[TASK DIRECTIONS] Give the data below again exactly as written, without its pictures.

[MATERIAL PROVIDED]
════════════════════
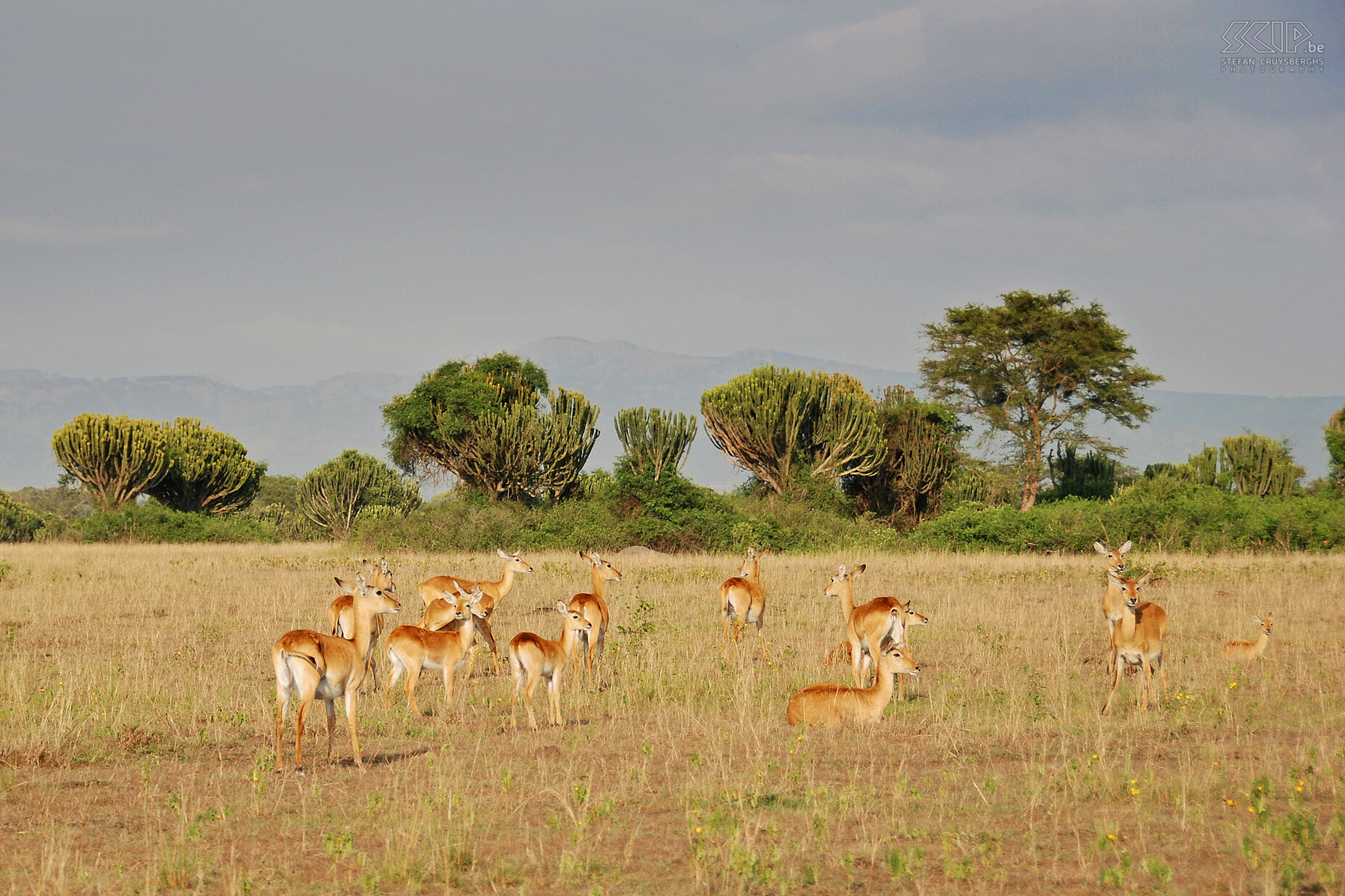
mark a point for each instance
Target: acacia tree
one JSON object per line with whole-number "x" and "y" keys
{"x": 655, "y": 440}
{"x": 775, "y": 422}
{"x": 1033, "y": 369}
════════════════════
[ANSWER FOR THE TASK]
mark a point for each instance
Target: acacia tree
one JSON object per line with whole-number "x" and "y" keys
{"x": 655, "y": 440}
{"x": 775, "y": 422}
{"x": 1033, "y": 369}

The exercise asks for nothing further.